About this exercise: Excluding pictures, give the entries again exactly as they appear.

Records from a data source
┌──

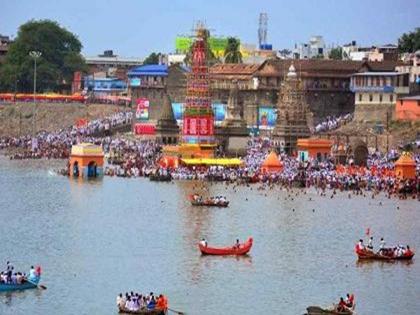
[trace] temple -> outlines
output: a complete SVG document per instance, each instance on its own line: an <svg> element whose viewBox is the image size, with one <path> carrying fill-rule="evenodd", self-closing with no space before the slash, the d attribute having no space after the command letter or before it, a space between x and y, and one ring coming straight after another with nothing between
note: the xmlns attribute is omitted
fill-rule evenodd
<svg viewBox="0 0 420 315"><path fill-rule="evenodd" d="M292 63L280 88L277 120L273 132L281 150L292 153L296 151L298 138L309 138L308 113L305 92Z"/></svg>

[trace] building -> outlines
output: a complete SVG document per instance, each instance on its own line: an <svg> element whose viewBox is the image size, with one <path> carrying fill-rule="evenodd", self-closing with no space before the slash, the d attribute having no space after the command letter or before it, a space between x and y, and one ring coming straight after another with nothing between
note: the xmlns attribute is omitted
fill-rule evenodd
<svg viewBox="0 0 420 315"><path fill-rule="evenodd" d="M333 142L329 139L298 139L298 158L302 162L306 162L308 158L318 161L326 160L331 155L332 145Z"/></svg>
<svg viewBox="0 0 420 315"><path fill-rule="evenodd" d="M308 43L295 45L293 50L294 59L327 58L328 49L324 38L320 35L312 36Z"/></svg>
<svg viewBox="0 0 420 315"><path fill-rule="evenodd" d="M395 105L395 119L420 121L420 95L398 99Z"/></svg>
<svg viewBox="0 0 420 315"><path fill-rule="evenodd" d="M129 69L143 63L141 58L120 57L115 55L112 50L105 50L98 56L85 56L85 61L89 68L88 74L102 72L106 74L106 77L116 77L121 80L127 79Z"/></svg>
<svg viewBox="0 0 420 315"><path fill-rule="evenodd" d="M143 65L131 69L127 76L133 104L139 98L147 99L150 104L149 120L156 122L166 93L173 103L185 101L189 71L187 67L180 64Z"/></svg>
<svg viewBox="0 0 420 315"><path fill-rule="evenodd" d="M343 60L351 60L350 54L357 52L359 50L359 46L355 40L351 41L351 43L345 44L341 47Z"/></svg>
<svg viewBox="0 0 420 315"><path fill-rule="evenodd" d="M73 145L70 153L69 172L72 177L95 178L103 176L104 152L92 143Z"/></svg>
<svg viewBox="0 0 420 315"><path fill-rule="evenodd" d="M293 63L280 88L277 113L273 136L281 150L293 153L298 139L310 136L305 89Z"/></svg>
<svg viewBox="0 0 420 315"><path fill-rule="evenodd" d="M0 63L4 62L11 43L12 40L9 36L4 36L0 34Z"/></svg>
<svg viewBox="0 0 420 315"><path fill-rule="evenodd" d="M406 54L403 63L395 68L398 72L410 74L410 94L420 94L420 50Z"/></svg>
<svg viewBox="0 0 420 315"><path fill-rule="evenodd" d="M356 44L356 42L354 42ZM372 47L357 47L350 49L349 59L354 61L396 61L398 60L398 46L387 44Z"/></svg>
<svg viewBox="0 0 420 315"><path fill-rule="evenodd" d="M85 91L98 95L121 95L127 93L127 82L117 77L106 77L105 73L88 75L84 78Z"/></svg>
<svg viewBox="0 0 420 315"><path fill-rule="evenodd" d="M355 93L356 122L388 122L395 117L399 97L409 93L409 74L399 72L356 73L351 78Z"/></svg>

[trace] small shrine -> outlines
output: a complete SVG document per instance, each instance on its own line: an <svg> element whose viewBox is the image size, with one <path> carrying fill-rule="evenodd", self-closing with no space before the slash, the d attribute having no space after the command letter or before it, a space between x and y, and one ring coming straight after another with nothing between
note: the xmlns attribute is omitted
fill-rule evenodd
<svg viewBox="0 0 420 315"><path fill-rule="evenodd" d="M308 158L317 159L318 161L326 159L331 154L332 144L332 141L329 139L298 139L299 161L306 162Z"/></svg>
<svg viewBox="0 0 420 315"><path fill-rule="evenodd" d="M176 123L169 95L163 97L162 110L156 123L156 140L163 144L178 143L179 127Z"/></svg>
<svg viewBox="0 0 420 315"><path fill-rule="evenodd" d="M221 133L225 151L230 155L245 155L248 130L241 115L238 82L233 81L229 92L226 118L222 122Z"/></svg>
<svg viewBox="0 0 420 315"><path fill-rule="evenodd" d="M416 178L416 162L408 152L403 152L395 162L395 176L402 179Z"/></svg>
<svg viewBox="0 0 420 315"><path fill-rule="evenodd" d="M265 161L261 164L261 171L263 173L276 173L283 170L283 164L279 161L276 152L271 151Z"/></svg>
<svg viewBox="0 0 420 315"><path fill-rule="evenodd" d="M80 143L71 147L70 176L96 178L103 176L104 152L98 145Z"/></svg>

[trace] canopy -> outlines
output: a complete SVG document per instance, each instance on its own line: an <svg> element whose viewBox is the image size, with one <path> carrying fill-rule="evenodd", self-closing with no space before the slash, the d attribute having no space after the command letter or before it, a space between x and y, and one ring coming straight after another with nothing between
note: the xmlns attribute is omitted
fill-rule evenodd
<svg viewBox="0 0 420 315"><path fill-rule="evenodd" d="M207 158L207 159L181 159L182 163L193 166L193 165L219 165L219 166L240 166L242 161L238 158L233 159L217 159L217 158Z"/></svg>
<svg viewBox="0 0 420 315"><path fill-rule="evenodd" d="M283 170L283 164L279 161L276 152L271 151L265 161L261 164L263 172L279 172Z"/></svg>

└──

Response to this exercise:
[trace] temple -> outlines
output: a complete SVG document per instance, each instance on its own line: an <svg> element whose viewBox is the image size, with one <path> carrying fill-rule="evenodd", self-closing with no space before the slash, the d attribute having no space after the command letter or before it, a space between x and y, and one ring coming straight after another with nothing between
note: the xmlns attribute is omitted
fill-rule evenodd
<svg viewBox="0 0 420 315"><path fill-rule="evenodd" d="M292 63L280 88L277 120L273 132L281 150L292 153L296 151L298 138L309 138L308 113L305 92Z"/></svg>

[trace] building -> outlines
output: a complete SVG document per instance, each instance on its own line: an <svg> element whose viewBox is the image size, with one <path> carrying fill-rule="evenodd", self-closing with no space before the slash, the d attribute having no space after the command letter or before it, a space between x and y, and one ring coming straight after another with nothing between
note: the xmlns attribute is omitted
fill-rule evenodd
<svg viewBox="0 0 420 315"><path fill-rule="evenodd" d="M333 142L329 139L298 139L298 158L302 162L306 162L308 158L318 161L326 160L331 155L332 145Z"/></svg>
<svg viewBox="0 0 420 315"><path fill-rule="evenodd" d="M308 43L295 45L293 50L294 59L327 58L328 49L324 38L320 35L312 36Z"/></svg>
<svg viewBox="0 0 420 315"><path fill-rule="evenodd" d="M395 105L395 119L420 121L420 95L398 99Z"/></svg>
<svg viewBox="0 0 420 315"><path fill-rule="evenodd" d="M129 69L143 63L141 58L120 57L115 55L112 50L105 50L98 56L85 56L85 61L89 68L88 74L102 72L106 74L106 77L116 77L121 80L127 79Z"/></svg>
<svg viewBox="0 0 420 315"><path fill-rule="evenodd" d="M143 65L131 69L127 76L133 104L139 98L147 99L150 104L149 120L156 122L166 93L173 103L185 101L189 71L187 67L180 64Z"/></svg>
<svg viewBox="0 0 420 315"><path fill-rule="evenodd" d="M343 60L351 60L350 54L357 52L359 50L359 46L355 40L351 41L351 43L345 44L341 47Z"/></svg>
<svg viewBox="0 0 420 315"><path fill-rule="evenodd" d="M73 145L70 153L69 172L72 177L95 178L103 176L104 152L92 143Z"/></svg>
<svg viewBox="0 0 420 315"><path fill-rule="evenodd" d="M293 63L280 88L277 113L273 136L281 150L293 153L298 139L310 136L305 89Z"/></svg>
<svg viewBox="0 0 420 315"><path fill-rule="evenodd" d="M0 63L4 62L11 43L12 40L9 36L4 36L0 34Z"/></svg>
<svg viewBox="0 0 420 315"><path fill-rule="evenodd" d="M406 54L403 63L395 68L398 72L410 74L410 94L420 94L420 50Z"/></svg>
<svg viewBox="0 0 420 315"><path fill-rule="evenodd" d="M356 44L356 42L354 42ZM372 47L357 47L350 49L349 59L354 61L396 61L398 60L398 46L387 44Z"/></svg>
<svg viewBox="0 0 420 315"><path fill-rule="evenodd" d="M85 91L98 95L121 95L127 93L127 82L117 77L106 77L105 73L88 75L84 78Z"/></svg>
<svg viewBox="0 0 420 315"><path fill-rule="evenodd" d="M355 93L356 122L388 122L395 117L399 97L409 93L409 74L399 72L356 73L351 78Z"/></svg>

[trace] small shrine -> outlines
output: a complete SVG document per instance, each instance on its own line: an <svg> element whose viewBox is the image size, with one <path> carrying fill-rule="evenodd", self-closing with no space before the slash, the d attribute having no space after the command letter or before it, a space between x and y, and one ring coming straight after another with nothing between
note: the xmlns attribute is omitted
fill-rule evenodd
<svg viewBox="0 0 420 315"><path fill-rule="evenodd" d="M308 158L317 159L318 161L326 159L331 154L332 144L332 141L329 139L298 139L299 161L306 162Z"/></svg>
<svg viewBox="0 0 420 315"><path fill-rule="evenodd" d="M176 123L169 95L163 97L162 110L156 123L156 140L163 144L178 143L179 127Z"/></svg>
<svg viewBox="0 0 420 315"><path fill-rule="evenodd" d="M221 133L225 151L230 155L245 155L248 130L241 115L238 82L233 81L229 92L226 118L222 122Z"/></svg>
<svg viewBox="0 0 420 315"><path fill-rule="evenodd" d="M416 178L416 162L408 152L403 152L395 162L395 176L402 179Z"/></svg>
<svg viewBox="0 0 420 315"><path fill-rule="evenodd" d="M265 161L261 164L261 171L263 173L276 173L283 170L283 164L279 161L276 152L271 151Z"/></svg>
<svg viewBox="0 0 420 315"><path fill-rule="evenodd" d="M80 143L71 147L70 176L96 178L103 176L104 152L98 145Z"/></svg>

[trace] canopy -> outlines
output: a complete SVG document per instance, each instance on its own line: an <svg> element whose viewBox is the image size, with one <path> carrying fill-rule="evenodd", self-closing with no space before the slash, the d attribute having no space after the command letter or before it, a space between x and y, and one ring coming straight after another with nothing between
note: the xmlns attribute is omitted
fill-rule evenodd
<svg viewBox="0 0 420 315"><path fill-rule="evenodd" d="M207 158L207 159L181 159L182 163L193 166L193 165L219 165L219 166L240 166L242 161L238 158L233 159L217 159L217 158Z"/></svg>
<svg viewBox="0 0 420 315"><path fill-rule="evenodd" d="M283 170L283 164L279 161L276 152L271 151L265 161L261 164L263 172L279 172Z"/></svg>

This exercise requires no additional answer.